Data START

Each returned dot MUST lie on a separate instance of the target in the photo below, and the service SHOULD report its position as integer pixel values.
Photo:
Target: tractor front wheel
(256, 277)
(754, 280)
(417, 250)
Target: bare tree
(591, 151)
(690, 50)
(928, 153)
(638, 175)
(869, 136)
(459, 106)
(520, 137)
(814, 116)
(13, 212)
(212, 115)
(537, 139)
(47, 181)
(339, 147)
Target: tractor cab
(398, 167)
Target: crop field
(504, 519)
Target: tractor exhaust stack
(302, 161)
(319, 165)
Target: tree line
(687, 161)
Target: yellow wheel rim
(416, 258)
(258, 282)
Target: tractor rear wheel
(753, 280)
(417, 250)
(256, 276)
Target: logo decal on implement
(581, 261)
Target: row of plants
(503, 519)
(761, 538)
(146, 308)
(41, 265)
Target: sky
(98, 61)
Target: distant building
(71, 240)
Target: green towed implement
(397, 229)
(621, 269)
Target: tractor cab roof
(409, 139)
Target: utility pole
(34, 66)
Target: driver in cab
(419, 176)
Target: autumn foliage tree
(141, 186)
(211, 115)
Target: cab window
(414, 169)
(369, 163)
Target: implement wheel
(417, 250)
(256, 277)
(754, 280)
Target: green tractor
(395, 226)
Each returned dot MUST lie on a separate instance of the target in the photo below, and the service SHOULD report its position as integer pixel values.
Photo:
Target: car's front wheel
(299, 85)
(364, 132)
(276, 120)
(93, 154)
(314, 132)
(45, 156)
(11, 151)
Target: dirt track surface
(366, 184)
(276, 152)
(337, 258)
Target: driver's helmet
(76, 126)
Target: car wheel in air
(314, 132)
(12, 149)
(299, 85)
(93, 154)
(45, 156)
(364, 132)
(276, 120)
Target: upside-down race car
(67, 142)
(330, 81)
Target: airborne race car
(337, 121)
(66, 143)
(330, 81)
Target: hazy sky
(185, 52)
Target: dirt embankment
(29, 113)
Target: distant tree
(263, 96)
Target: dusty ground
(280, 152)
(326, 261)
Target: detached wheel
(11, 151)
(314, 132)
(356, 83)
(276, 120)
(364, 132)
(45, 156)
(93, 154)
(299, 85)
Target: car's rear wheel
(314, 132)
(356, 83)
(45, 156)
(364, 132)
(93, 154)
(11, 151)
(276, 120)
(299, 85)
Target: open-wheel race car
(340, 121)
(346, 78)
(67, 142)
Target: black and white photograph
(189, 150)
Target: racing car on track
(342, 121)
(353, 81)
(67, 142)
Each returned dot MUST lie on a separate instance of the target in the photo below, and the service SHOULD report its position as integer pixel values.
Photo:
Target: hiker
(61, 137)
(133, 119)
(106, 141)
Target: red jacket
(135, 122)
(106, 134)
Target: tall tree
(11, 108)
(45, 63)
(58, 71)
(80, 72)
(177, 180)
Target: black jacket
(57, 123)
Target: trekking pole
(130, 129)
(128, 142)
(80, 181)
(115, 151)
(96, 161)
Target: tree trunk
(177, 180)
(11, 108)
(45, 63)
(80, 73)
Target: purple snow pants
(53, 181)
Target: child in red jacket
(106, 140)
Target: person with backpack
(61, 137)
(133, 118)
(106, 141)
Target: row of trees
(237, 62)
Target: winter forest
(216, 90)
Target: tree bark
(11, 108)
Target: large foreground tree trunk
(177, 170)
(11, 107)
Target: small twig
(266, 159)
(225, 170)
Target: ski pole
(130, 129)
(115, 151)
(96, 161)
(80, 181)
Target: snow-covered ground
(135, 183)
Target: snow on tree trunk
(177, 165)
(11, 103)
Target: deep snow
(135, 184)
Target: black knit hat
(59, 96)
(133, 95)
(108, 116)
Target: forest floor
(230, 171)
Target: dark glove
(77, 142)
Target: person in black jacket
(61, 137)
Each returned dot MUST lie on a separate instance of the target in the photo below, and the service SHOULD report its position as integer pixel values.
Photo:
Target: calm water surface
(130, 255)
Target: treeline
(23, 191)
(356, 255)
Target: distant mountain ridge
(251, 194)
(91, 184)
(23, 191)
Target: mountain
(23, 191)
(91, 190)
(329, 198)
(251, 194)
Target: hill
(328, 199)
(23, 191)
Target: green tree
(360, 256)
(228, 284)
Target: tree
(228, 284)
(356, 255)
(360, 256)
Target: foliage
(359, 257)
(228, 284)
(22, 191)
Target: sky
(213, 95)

Data END

The exact wording of every entry above should be written out again.

Each returned dot MUST lie on a separate instance of the target in the photo below, and the service SHOULD report its position as integer pixel values.
Photo:
Target: tractor front wheel
(256, 277)
(754, 280)
(417, 250)
Target: bare tree
(591, 151)
(690, 50)
(928, 153)
(638, 175)
(869, 136)
(459, 106)
(520, 137)
(814, 116)
(13, 212)
(212, 115)
(537, 139)
(47, 181)
(339, 147)
Target: tractor cab
(398, 167)
Target: crop field
(504, 519)
Target: tractor exhaust stack
(302, 161)
(319, 165)
Target: tree line
(687, 161)
Target: yellow wheel rim
(416, 258)
(258, 282)
Target: tractor rear wheel
(753, 280)
(417, 250)
(256, 276)
Target: logo decal on implement
(581, 261)
Target: row of plants
(503, 519)
(761, 538)
(146, 308)
(41, 265)
Target: sky
(98, 61)
Target: distant building
(71, 240)
Target: green towed implement
(397, 229)
(621, 269)
Target: tractor cab roof
(409, 139)
Target: utility pole
(34, 66)
Target: driver in cab
(419, 176)
Target: autumn foliage tree
(141, 186)
(211, 115)
Target: cab window
(414, 169)
(369, 163)
Target: implement wheel
(417, 250)
(256, 277)
(754, 280)
Target: green tractor
(395, 226)
Each returned dot MUST lie on a separate instance of the target in the photo below, and the service SHOULD report its position as integer pixel values.
Photo:
Target: car's front wheel
(299, 85)
(364, 132)
(276, 120)
(93, 154)
(314, 132)
(45, 156)
(11, 151)
Target: dirt track surface
(366, 184)
(276, 152)
(337, 258)
Target: driver's helmet
(76, 126)
Target: car wheel in air
(314, 132)
(12, 149)
(299, 85)
(93, 154)
(45, 156)
(364, 132)
(276, 120)
Target: upside-down race car
(67, 142)
(330, 81)
Target: airborne race car
(337, 121)
(66, 143)
(330, 81)
Target: hazy sky
(185, 52)
Target: dirt embankment
(29, 113)
Target: distant tree
(263, 96)
Target: dusty ground
(280, 152)
(326, 261)
Target: detached wheel
(11, 151)
(314, 132)
(356, 83)
(276, 120)
(364, 132)
(45, 156)
(93, 154)
(299, 85)
Target: car's rear wheel
(314, 132)
(356, 83)
(45, 156)
(364, 132)
(93, 154)
(11, 151)
(276, 120)
(299, 85)
Target: open-wheel race car
(340, 121)
(346, 78)
(67, 142)
Target: black and white photograph
(189, 150)
Target: racing car on track
(342, 121)
(353, 81)
(67, 142)
Each returned dot MUST lie on a separate instance of the target in the photo below, and the service SHOULD report its position as integer pixel values.
Photo:
Target: hiker
(61, 137)
(133, 119)
(106, 141)
Target: red jacket
(135, 122)
(106, 134)
Target: tall tree
(11, 108)
(45, 63)
(58, 71)
(80, 72)
(177, 180)
Target: black jacket
(57, 123)
Target: trekking pole
(130, 129)
(128, 142)
(80, 181)
(115, 151)
(96, 161)
Target: tree trunk
(177, 180)
(11, 108)
(45, 63)
(80, 73)
Target: purple snow pants
(53, 181)
Target: child in red jacket
(106, 140)
Target: person with backpack
(61, 137)
(133, 118)
(106, 141)
Target: row of trees
(237, 62)
Target: winter forest
(216, 90)
Target: tree bark
(11, 108)
Target: large foreground tree trunk
(177, 170)
(11, 107)
Target: small twig
(266, 159)
(225, 170)
Target: ski pole
(130, 129)
(115, 151)
(96, 161)
(80, 181)
Target: snow-covered ground
(135, 183)
Target: snow on tree trunk
(177, 165)
(11, 103)
Target: deep snow
(135, 184)
Target: black knit hat
(59, 96)
(133, 95)
(108, 116)
Target: forest floor
(230, 171)
Target: dark glove
(77, 142)
Target: person in black jacket
(61, 137)
Each returned dot MUST lie on a separate instance of the target in the photo below, and the service SHOULD report its position as integer pixel values.
Photo:
Target: calm water surface
(130, 255)
Target: treeline
(23, 191)
(356, 255)
Target: distant mountain ridge
(251, 194)
(91, 184)
(23, 191)
Target: mountain
(23, 191)
(91, 190)
(329, 198)
(251, 194)
Target: hill
(328, 199)
(23, 191)
Target: green tree
(360, 256)
(228, 284)
Target: tree
(228, 284)
(356, 255)
(360, 256)
Target: foliage
(359, 257)
(228, 284)
(22, 191)
Target: sky
(213, 95)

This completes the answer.